The data »
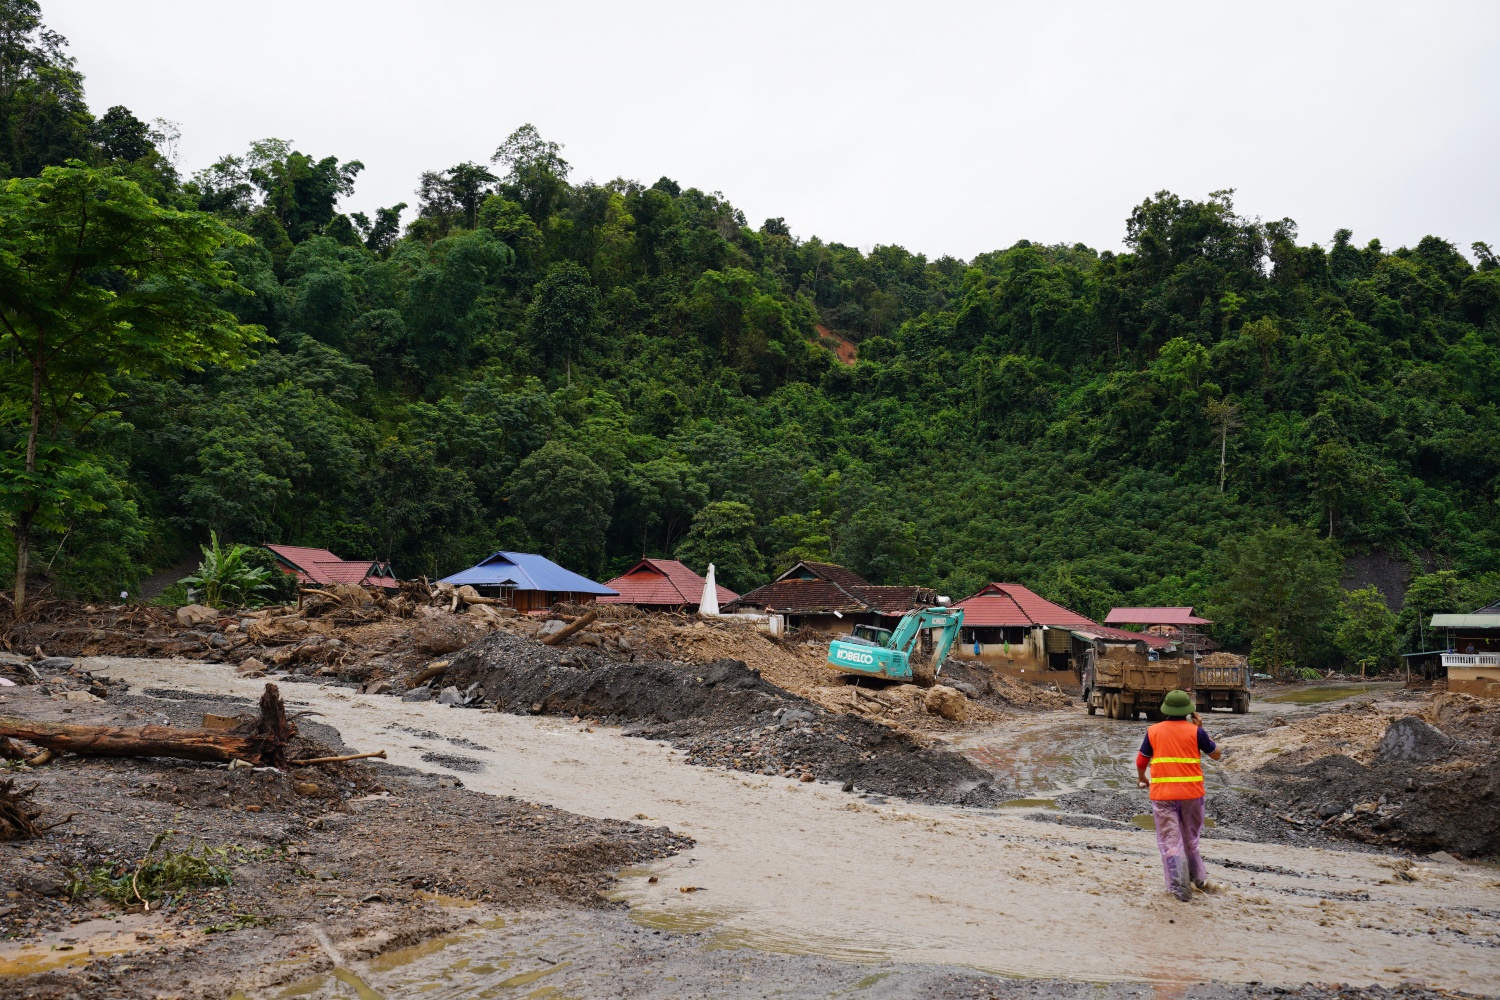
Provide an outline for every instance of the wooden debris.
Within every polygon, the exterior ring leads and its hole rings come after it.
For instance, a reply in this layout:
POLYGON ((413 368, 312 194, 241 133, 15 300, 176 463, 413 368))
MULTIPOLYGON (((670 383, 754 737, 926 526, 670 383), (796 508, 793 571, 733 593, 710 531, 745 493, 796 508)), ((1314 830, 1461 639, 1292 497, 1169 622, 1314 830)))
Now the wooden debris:
POLYGON ((260 715, 232 730, 175 726, 83 726, 0 718, 0 737, 25 740, 51 751, 100 757, 174 757, 181 760, 241 759, 271 767, 286 765, 287 742, 297 727, 275 684, 260 698, 260 715))
POLYGON ((78 815, 68 813, 56 823, 45 826, 38 823, 37 818, 41 816, 42 810, 26 801, 35 791, 35 785, 26 789, 17 788, 14 778, 0 781, 0 840, 29 840, 41 836, 54 826, 62 826, 78 815))
POLYGON ((287 762, 287 767, 301 767, 304 764, 342 764, 346 760, 364 760, 367 757, 379 757, 385 760, 385 751, 376 750, 373 753, 347 753, 342 757, 308 757, 306 760, 293 760, 287 762))
POLYGON ((577 619, 570 625, 564 625, 562 628, 558 629, 556 632, 553 632, 551 635, 542 636, 542 645, 556 646, 558 643, 571 638, 574 633, 583 631, 585 628, 592 625, 596 620, 598 620, 598 618, 599 613, 597 611, 590 611, 582 618, 577 619))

About this task » Write out the records exactly. Do not carry the pictures over.

Answer area »
Provide an outline for every instance of the wooden debris.
Within every polygon, the exterior ring leads and its hole rings come after it.
For instance, a reply in this layout:
POLYGON ((413 368, 312 194, 241 133, 15 300, 176 463, 413 368))
MULTIPOLYGON (((670 383, 754 737, 926 526, 670 383), (796 508, 793 571, 733 593, 710 531, 745 493, 796 508)), ((1314 830, 1461 639, 1292 497, 1169 622, 1314 830)))
Now the wooden debris:
POLYGON ((260 715, 232 730, 175 726, 83 726, 0 718, 0 737, 25 740, 51 751, 100 757, 174 757, 181 760, 241 759, 271 767, 286 765, 287 742, 297 727, 275 684, 260 698, 260 715))
POLYGON ((78 815, 68 813, 56 823, 45 826, 38 823, 37 818, 41 816, 42 810, 26 801, 35 791, 35 785, 26 789, 17 788, 14 778, 0 781, 0 840, 29 840, 41 836, 54 826, 62 826, 78 815))
POLYGON ((287 762, 287 767, 301 767, 304 764, 342 764, 346 760, 364 760, 367 757, 379 757, 385 760, 385 751, 376 750, 373 753, 347 753, 342 757, 308 757, 306 760, 293 760, 287 762))
POLYGON ((577 619, 570 625, 564 625, 562 628, 558 629, 556 632, 553 632, 551 635, 542 636, 542 645, 556 646, 558 643, 571 638, 574 633, 583 631, 585 628, 592 625, 596 620, 598 620, 598 618, 599 613, 597 611, 590 611, 582 618, 577 619))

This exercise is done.